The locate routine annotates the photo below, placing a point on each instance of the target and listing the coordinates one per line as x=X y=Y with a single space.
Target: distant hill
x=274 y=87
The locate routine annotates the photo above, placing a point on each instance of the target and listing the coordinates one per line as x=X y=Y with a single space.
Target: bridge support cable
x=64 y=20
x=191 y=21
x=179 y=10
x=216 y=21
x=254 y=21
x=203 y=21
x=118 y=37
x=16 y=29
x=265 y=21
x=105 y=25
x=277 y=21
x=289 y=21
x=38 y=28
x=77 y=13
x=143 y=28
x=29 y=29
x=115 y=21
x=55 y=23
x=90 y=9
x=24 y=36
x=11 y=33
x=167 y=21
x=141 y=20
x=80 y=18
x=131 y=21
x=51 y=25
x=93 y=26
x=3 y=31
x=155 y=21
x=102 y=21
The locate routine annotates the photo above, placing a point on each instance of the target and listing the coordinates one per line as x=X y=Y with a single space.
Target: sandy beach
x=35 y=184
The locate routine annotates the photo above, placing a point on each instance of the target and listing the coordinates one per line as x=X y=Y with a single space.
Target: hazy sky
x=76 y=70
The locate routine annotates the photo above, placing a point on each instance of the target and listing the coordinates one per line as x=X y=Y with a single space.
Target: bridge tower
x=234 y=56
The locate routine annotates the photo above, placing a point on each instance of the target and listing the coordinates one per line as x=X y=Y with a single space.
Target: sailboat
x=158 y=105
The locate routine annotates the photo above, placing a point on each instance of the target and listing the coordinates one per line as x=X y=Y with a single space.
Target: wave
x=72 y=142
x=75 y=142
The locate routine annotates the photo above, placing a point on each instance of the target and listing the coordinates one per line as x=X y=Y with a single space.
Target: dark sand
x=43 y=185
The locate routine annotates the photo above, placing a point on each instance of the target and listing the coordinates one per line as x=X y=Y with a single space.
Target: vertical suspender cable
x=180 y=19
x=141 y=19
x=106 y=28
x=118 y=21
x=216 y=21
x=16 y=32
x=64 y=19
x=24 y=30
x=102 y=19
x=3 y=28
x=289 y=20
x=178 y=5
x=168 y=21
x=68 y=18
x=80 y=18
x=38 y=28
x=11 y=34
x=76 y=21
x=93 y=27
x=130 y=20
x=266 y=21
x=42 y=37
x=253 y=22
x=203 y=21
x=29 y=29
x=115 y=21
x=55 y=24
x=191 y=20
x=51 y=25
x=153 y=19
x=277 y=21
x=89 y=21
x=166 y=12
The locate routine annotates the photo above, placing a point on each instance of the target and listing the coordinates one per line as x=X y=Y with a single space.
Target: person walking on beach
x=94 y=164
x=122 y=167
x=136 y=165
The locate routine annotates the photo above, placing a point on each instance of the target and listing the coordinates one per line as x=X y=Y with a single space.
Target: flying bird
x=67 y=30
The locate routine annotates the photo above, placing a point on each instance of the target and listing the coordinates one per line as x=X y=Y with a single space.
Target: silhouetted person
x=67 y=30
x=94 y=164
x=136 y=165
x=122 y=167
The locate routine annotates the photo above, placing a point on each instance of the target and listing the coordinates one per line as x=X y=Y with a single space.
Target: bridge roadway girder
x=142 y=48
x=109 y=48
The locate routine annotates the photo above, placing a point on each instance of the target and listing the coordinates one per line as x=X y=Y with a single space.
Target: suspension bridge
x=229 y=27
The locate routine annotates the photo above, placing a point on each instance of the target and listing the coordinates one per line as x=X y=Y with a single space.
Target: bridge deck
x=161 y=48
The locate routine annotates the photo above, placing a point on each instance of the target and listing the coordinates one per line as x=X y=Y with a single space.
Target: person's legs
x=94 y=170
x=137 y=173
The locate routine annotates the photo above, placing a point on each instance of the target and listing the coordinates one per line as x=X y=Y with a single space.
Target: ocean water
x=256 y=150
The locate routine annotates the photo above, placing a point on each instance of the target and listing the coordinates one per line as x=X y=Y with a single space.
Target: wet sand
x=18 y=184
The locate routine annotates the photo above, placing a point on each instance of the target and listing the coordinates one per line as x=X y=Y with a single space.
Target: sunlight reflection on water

> **Exercise**
Write out every record above, word for word.

> **Written answer**
The locate routine annotates the photo below, placing a point on each instance of the target and listing the coordinates one per line as x=X y=Y with a single space.
Target: distant hill
x=274 y=87
The locate routine annotates the photo above, placing a point on each instance of the target and listing the coordinates one per line as x=X y=Y with a single space.
Target: bridge support cable
x=64 y=20
x=191 y=21
x=179 y=10
x=216 y=21
x=254 y=21
x=203 y=21
x=118 y=37
x=16 y=29
x=265 y=21
x=105 y=25
x=277 y=21
x=289 y=21
x=38 y=28
x=77 y=13
x=143 y=28
x=29 y=29
x=115 y=21
x=55 y=23
x=90 y=9
x=24 y=36
x=11 y=33
x=167 y=21
x=141 y=20
x=80 y=18
x=131 y=21
x=51 y=25
x=93 y=26
x=3 y=31
x=155 y=21
x=102 y=21
The locate routine annotates the photo above, placing a point on each instance of the target and listing the coordinates one per line as x=X y=Y with a single space.
Target: sandy beach
x=35 y=184
The locate routine annotates the photo above, placing a point on each instance of the target and listing the coordinates one per line as x=X y=Y with a single space.
Target: hazy sky
x=76 y=70
The locate routine annotates the photo above, placing a point on each instance of the target and listing the coordinates one per line as x=X y=Y with a single space.
Target: bridge tower
x=234 y=56
The locate routine annotates the photo above, placing a point on each instance of the target and listing the coordinates one per line as x=X y=Y with a single space.
Target: sailboat
x=158 y=105
The locate routine annotates the photo above, placing a point on each instance of the target and listing the coordinates one per line as x=X y=Y with a single space.
Target: wave
x=72 y=142
x=75 y=142
The locate routine annotates the photo above, placing a point on each instance of the target and listing the coordinates one per line as x=X y=Y with a single space.
Target: dark sand
x=43 y=185
The locate routine annotates the photo above, placing a point on each instance of the target and listing the coordinates one per line as x=X y=Y with a single space.
Target: vertical suspender cable
x=180 y=19
x=141 y=19
x=106 y=28
x=118 y=21
x=216 y=21
x=16 y=32
x=64 y=19
x=24 y=30
x=102 y=19
x=3 y=28
x=289 y=20
x=178 y=5
x=168 y=21
x=68 y=18
x=80 y=18
x=38 y=28
x=11 y=34
x=76 y=21
x=93 y=27
x=130 y=20
x=266 y=21
x=42 y=37
x=253 y=22
x=203 y=21
x=29 y=29
x=115 y=21
x=55 y=24
x=191 y=20
x=51 y=25
x=153 y=19
x=277 y=21
x=89 y=21
x=166 y=12
The locate routine annotates the photo above, placing a point on each instance of the target and listing the coordinates one per line as x=X y=Y with a single space.
Target: person walking on beach
x=94 y=164
x=122 y=167
x=136 y=165
The locate routine annotates the photo above, placing a point on each instance of the target and listing the coordinates one per line as x=X y=Y with a single space.
Target: flying bird
x=67 y=30
The locate routine annotates the photo above, placing a point on each instance of the target and listing the coordinates one per line as x=X y=Y with a single space.
Target: silhouetted person
x=67 y=30
x=94 y=164
x=136 y=165
x=122 y=167
The locate routine annotates the photo above, placing a point on each instance of the target and listing the coordinates one per line as x=X y=Y with a single space.
Target: bridge roadway girder
x=142 y=48
x=109 y=48
The locate routine annotates the photo above, placing a point on each instance of the target and listing the coordinates one per line as x=X y=Y with a single space.
Target: suspension bridge
x=229 y=27
The locate routine annotates the photo above, placing a point on each instance of the target and listing the coordinates one per line as x=X y=Y with a single space.
Target: bridge deck
x=161 y=48
The locate routine annotates the photo above, placing a point on each instance of the target and listing the coordinates one per line as x=X y=Y with a single space.
Target: person's legs
x=94 y=170
x=137 y=173
The locate routine annotates the photo above, placing a point on each instance of the target and listing the coordinates one per line as x=X y=Y with a single space.
Target: ocean water
x=256 y=150
The locate routine annotates the photo above, placing a point on each instance of the target and listing the coordinates one per line as x=X y=Y with a single space.
Target: wet sand
x=18 y=184
The locate routine annotates the photo above, placing a point on each instance of the target and listing the coordinates one per line as x=X y=Y with a single space.
Target: sunlight reflection on water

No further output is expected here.